• [Opdracht 1] Bewerk de tekst van het Besluit radio-elektrische inrichtingen BES: geef het deel tussen "Einde inhoudsopgave" en "- Vakgebied(en)", beide inbegrepen, opnieuw weer en vervang daarin "Stb." door "Staatsblad".
• [Opdracht 2] Zet de tekst van het Besluit radio-elektrische inrichtingen BES voort vanaf het punt waar die ophoudt.

Einde inhoudsopgave
Besluit radio-elektrische inrichtingen BES
Artikel 69
Geldend
Geldend vanaf 10-10-2010
- Redactionele toelichting
Tekstplaatsing van het Landsbesluit radio-elektrische inrichtingen, zoals gewijzigd bij het Aanpassingsbesluit openbare lichamen Bonaire, Sint Eustatius en Saba (27-09-2010, Stb. 366). Tijdstip iwtr.: 00.00 uur in Bonaire, Sint Eustatius en Saba. 06.00 uur in het Europese deel van Nederland.
- Bronpublicatie:
15-09-2010, Stb. 2010, 455 (uitgifte: 01-10-2010, kamerstukken/regelingnummer: -)
- Inwerkingtreding
10-10-2010
- Bronpublicatie inwerkingtreding:
30-09-2010, Stb. 2010, 389 (uitgifte: 01-01-2010, kamerstukken/regelingnummer: -)
- Vakgebied(en)
Informatierecht / Telecommunicatie
1.
Een ontvanginrichting als bedoeld in dit hoofdstuk mag niet in bedrijf worden genomen alvorens deze door of namens Onze Minister is goedgekeurd. De verlening van de goedkeuring geschiedt door afgifte van een bewijs van goedkeuring waarin in elk geval zijn opgenomen:
- a.

• [Vastgelegde gegevens]

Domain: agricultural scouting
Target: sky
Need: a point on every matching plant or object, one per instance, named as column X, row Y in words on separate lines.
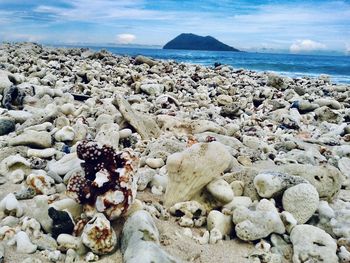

• [Verwacht antwoord 1]
Einde inhoudsopgave
Besluit radio-elektrische inrichtingen BES
Artikel 69
Geldend
Geldend vanaf 10-10-2010
- Redactionele toelichting
Tekstplaatsing van het Landsbesluit radio-elektrische inrichtingen, zoals gewijzigd bij het Aanpassingsbesluit openbare lichamen Bonaire, Sint Eustatius en Saba (27-09-2010, Staatsblad 366). Tijdstip iwtr.: 00.00 uur in Bonaire, Sint Eustatius en Saba. 06.00 uur in het Europese deel van Nederland.
- Bronpublicatie:
15-09-2010, Staatsblad 2010, 455 (uitgifte: 01-10-2010, kamerstukken/regelingnummer: -)
- Inwerkingtreding
10-10-2010
- Bronpublicatie inwerkingtreding:
30-09-2010, Staatsblad 2010, 389 (uitgifte: 01-01-2010, kamerstukken/regelingnummer: -)
- Vakgebied(en)

• [Verwacht antwoord 2]
de identificatie van de houder van de concessie, machtiging, aanvullende machtiging of ontheffing, op wiens naam het bewijs is gesteld;
- b.
de identificatie van de inrichting waarvoor het bewijs is afgegeven;
- c.
de apparatuur die deel uitmaakt van de ontvanginrichting;
- d.
de instel-technische parameters van de apparatuur die deel uitmaakt van de ontvanginrichting.
2.
Om in aanmerking te komen voor een bewijs van goedkeuring dient bij de keuring de machtiginghouder of de houder van een ontheffing ten genoegen van de toezichthoudende ambtenaar aan te tonen dat de inrichting aan de bij of krachtens dit besluit gestelde eisen en aan andere van toepassing zijnde wettelijke of internationale voorschriften voldoet.
3.
Bij elke goedgekeurde ontvanginrichting dient steeds het bewijs van goedkeuring of een namens Onze Minister gewaarmerkt afschrift daarvan aanwezig te zijn.
4.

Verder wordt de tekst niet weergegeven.